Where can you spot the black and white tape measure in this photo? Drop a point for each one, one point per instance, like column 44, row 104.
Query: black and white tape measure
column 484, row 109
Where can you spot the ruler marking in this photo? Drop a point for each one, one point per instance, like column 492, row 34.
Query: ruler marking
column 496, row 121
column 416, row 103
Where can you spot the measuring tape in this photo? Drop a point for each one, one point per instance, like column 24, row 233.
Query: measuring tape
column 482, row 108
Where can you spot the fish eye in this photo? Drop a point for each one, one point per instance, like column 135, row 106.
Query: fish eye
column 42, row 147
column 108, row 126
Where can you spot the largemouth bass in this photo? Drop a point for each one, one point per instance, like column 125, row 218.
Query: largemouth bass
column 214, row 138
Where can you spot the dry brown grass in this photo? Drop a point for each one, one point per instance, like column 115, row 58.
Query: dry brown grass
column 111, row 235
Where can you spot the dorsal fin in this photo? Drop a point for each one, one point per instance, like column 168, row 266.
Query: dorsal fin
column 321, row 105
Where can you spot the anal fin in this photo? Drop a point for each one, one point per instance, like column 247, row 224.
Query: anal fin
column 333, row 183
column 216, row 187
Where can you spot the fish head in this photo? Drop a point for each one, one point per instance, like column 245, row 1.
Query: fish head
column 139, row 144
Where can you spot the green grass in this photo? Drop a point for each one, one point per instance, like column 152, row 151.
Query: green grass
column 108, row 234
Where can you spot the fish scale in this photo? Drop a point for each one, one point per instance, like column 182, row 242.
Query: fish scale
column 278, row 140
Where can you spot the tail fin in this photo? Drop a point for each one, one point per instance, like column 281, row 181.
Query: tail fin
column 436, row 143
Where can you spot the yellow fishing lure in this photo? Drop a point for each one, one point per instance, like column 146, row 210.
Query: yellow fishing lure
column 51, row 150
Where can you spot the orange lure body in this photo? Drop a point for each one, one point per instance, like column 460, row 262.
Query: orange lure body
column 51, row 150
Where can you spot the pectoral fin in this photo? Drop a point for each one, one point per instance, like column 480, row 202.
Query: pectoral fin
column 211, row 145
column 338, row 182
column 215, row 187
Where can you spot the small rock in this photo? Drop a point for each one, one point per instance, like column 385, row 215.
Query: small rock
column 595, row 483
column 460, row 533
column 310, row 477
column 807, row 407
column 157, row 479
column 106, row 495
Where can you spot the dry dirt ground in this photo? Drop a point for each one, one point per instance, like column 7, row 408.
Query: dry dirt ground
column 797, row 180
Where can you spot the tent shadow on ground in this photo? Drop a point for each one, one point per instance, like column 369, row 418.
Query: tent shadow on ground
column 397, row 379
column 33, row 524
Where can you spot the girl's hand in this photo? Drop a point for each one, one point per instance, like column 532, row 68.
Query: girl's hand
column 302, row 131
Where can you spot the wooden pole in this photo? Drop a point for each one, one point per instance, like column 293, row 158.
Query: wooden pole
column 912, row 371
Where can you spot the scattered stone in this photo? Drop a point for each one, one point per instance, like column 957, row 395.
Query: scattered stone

====================

§ TASK INSTRUCTIONS
How many lines in the entries hold the word "scattered"? Only the number is wanted.

§ RESULT OF THIS EXERCISE
2